** BEGIN Data for processing **
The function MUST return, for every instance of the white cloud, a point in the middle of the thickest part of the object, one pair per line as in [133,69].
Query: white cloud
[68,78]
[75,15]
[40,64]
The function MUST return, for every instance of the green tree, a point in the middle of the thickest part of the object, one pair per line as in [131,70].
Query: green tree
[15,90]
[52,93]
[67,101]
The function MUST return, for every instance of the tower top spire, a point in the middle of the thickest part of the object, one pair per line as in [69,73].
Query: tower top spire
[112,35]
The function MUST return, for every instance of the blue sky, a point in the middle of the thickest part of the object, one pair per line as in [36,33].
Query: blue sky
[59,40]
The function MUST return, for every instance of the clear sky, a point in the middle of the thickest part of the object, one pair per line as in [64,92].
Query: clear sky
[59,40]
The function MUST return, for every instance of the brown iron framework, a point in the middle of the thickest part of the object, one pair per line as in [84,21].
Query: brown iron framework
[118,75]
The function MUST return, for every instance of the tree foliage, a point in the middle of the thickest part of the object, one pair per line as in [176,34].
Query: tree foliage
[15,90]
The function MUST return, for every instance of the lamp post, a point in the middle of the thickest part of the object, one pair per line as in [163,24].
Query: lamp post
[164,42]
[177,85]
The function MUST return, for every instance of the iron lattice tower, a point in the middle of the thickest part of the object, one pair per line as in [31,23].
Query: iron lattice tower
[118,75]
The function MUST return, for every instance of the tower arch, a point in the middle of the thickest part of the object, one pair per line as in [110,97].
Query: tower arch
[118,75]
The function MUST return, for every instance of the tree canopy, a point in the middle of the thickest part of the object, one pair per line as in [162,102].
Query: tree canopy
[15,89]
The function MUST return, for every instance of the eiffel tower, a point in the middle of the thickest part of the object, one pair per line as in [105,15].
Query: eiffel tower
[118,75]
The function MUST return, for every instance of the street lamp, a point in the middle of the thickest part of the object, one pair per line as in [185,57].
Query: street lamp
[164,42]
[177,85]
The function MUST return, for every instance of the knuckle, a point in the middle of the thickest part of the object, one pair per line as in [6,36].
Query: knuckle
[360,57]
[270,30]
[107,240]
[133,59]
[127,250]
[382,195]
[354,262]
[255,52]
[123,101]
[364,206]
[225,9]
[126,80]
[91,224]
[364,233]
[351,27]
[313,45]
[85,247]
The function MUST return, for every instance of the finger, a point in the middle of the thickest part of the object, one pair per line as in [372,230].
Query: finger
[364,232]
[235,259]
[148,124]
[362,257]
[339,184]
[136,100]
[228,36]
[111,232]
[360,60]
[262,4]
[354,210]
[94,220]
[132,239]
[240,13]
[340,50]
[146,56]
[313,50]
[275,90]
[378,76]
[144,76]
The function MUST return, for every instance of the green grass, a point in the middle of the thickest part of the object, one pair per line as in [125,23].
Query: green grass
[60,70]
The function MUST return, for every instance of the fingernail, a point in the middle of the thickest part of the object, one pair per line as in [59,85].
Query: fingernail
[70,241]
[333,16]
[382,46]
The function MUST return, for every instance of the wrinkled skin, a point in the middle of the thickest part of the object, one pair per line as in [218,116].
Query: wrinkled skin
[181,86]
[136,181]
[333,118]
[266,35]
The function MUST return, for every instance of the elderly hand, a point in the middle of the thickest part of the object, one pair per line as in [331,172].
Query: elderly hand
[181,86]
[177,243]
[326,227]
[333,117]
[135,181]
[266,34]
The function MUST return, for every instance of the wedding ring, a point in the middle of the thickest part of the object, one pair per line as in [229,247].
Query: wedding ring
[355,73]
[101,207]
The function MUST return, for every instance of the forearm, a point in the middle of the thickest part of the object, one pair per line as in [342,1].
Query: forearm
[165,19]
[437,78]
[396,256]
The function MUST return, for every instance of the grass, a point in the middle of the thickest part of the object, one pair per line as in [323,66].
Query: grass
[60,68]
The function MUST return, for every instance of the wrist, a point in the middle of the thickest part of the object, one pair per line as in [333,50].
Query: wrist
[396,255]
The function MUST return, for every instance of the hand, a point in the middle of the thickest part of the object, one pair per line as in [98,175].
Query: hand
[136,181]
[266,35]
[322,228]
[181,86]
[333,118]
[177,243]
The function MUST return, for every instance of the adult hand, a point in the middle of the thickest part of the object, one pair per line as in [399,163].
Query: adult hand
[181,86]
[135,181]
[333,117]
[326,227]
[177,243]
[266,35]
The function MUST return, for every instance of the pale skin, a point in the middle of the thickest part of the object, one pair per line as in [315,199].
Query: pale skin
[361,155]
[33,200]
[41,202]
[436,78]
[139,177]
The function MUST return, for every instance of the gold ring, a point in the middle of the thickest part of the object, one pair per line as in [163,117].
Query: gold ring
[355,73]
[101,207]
** END Data for processing **
- Request: Transcribe, word for word, every line from the one containing "The function MUST return, for every instance of the hand, a" through the final line of the entries, and nothing else.

- Response for this exercise:
The function MUST return, for every instance of the hand, a point in the middle of the thickest part of the object, one pair per line as in [98,175].
Query: hand
[136,181]
[266,35]
[322,228]
[181,86]
[333,118]
[177,243]
The function MUST return, for every instance of the adult hand, a point in the middle of the thickest part of the object, one pair per line as in [399,163].
Query: adult hand
[181,86]
[135,181]
[333,117]
[326,227]
[177,243]
[266,35]
The function MUST return, for every instance of the pale skin, a point in the middle of the thickest part of the object, one pair per line as in [315,199].
Query: pale skin
[361,155]
[33,200]
[41,202]
[436,78]
[139,177]
The function MUST return, for every instance of the gold ring, a point in the middle of the thickest part of the object, one pair per line as in [163,117].
Query: gold ring
[355,73]
[101,207]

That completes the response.